● How to complete this task
Set the following entries down again exactly, line by line.

● Extracted data
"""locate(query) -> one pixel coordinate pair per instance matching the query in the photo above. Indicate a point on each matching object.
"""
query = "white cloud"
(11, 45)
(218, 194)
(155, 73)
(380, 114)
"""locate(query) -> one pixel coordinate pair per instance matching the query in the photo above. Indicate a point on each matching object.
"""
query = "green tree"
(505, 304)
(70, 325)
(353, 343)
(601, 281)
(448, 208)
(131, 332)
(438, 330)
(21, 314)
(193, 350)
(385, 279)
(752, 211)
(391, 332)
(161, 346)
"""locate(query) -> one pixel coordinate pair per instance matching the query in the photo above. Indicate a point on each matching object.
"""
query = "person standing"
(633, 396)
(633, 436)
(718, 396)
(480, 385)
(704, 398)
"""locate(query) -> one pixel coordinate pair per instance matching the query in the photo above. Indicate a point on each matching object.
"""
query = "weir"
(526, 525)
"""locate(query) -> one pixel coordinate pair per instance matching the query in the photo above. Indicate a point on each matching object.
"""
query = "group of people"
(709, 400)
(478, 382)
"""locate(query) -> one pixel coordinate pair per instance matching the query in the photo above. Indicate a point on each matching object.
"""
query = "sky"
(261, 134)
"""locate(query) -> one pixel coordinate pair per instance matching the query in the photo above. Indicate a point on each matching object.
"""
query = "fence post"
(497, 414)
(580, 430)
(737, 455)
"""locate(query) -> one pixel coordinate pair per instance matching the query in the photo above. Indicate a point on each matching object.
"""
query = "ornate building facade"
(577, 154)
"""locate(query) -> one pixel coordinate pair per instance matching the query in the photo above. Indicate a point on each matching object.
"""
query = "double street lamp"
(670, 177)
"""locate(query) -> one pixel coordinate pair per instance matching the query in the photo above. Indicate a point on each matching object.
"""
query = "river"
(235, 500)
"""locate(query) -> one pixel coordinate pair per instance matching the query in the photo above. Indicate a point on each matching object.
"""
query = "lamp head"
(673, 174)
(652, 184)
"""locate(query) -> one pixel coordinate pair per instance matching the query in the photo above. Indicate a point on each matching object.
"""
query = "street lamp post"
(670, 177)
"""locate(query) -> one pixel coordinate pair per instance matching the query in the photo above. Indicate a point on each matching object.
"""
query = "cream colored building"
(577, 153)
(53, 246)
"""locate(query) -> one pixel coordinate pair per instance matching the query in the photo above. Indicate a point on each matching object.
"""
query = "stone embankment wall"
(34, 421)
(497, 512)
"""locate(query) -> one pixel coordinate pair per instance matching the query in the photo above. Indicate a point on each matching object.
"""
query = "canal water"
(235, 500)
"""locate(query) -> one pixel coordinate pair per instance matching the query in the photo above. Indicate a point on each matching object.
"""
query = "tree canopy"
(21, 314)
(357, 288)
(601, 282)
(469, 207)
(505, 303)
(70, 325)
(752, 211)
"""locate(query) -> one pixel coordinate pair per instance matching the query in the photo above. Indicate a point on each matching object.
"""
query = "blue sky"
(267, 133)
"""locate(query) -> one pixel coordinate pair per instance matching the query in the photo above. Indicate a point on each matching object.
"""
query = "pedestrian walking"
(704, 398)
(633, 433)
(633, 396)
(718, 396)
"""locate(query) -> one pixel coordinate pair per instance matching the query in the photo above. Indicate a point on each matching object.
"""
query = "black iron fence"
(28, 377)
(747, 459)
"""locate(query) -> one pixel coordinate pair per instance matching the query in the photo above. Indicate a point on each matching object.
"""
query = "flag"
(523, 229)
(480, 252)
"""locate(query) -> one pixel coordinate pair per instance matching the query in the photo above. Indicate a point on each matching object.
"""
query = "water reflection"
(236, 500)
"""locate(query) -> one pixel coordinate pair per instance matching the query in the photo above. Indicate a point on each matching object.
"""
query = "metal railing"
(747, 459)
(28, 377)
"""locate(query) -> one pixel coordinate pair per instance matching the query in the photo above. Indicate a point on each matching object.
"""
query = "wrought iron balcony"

● Solution to this exercise
"""locate(query) -> one pixel coordinate pair per instance matching the query in the photo above. Indicate a point on each matching object.
"""
query = "white cloud"
(11, 45)
(218, 194)
(155, 73)
(380, 114)
"""locate(query) -> one pixel coordinate pair per instance matching the query in the photo above. Indicate a point on each matching object.
"""
query = "green tree"
(505, 304)
(70, 325)
(353, 343)
(601, 281)
(448, 208)
(131, 332)
(438, 330)
(21, 314)
(193, 350)
(385, 279)
(752, 211)
(391, 332)
(161, 346)
"""locate(query) -> one pixel coordinate pair per instance matching the query in the photo above. Indicate a point on each matching object.
"""
query = "person standing"
(633, 396)
(633, 436)
(718, 396)
(480, 385)
(704, 398)
"""locate(query) -> one pixel coordinate pair per instance matching the query in the photo above. Indicate a point on each matching object.
"""
query = "weir"
(526, 525)
"""locate(query) -> one pixel coordinate pair per instance matching the query in the photo above. Indicate a point on each matching object.
"""
query = "group of people"
(709, 400)
(478, 382)
"""locate(query) -> one pixel coordinate pair per instance matching the query in the photo above. Indicate a point on each matching object.
"""
query = "sky"
(261, 134)
"""locate(query) -> one pixel coordinate pair per instance matching the query in the photo above. Indicate a point on each matching object.
"""
query = "fence post"
(497, 414)
(580, 430)
(737, 455)
"""locate(query) -> one pixel coordinate pair per instance matching the query in the photo above. Indicate a point on each matching object.
"""
query = "ornate building facade"
(577, 154)
"""locate(query) -> one pixel coordinate pair per instance matching the query in the photo above. Indicate a point on each matching object.
"""
query = "double street lamp"
(670, 177)
"""locate(query) -> one pixel coordinate pair per instance matching the query in the photo above. Indicate a point on each matching object.
"""
query = "river"
(235, 500)
"""locate(query) -> one pixel coordinate pair per instance matching the query in the photo above. Indicate a point on each matching object.
"""
query = "lamp head"
(673, 174)
(652, 184)
"""locate(query) -> one pixel coordinate pair per instance matching the query in the photo above. Indicate a point on each matching object.
"""
query = "street lamp post"
(670, 177)
"""locate(query) -> one pixel coordinate pair per instance matching the query in the photo above. Indicate a point on each matching object.
"""
query = "cream colored building"
(577, 153)
(53, 246)
"""locate(query) -> one pixel coordinate pair per instance matching the query in the photo above. Indicate a point on each matching object.
"""
query = "stone embankment wall"
(34, 421)
(497, 512)
"""locate(query) -> one pixel coordinate pair per instance matching the query in the photo above. Indicate a point on each matching object.
"""
query = "canal water"
(235, 500)
"""locate(query) -> one pixel coordinate pair per instance matching the query in the photo above. Indicate a point on each matching object.
"""
query = "tree canopy"
(21, 314)
(357, 288)
(601, 282)
(469, 207)
(505, 303)
(70, 325)
(752, 211)
"""locate(query) -> one pixel coordinate pair per instance matching the query in the photo above. Indicate a point on each matching object.
"""
query = "blue sky"
(267, 133)
"""locate(query) -> one pixel coordinate pair per instance matching the query in the photo above. Indicate a point on each matching object.
"""
query = "pedestrian walking"
(704, 398)
(633, 433)
(633, 396)
(718, 396)
"""locate(query) -> one pixel coordinate pair per instance matching the query in the photo above. Indicate a point on each matching object.
"""
query = "black iron fence"
(28, 377)
(747, 459)
"""locate(query) -> one pixel coordinate pair per instance matching the query in the photo above. Indicate a point on each matching object.
"""
query = "flag"
(523, 229)
(480, 252)
"""locate(query) -> one pixel coordinate pair per instance matching the query in the photo above. Indicate a point on each matching object.
"""
query = "water reflection"
(236, 500)
"""locate(query) -> one pixel coordinate pair per instance matching the query in the photo above. Indicate a point on each matching object.
"""
query = "metal railing"
(747, 459)
(28, 377)
"""locate(query) -> one pixel coordinate pair per instance matching the query in the photo above. Indicate a point on each matching object.
"""
query = "wrought iron balcony"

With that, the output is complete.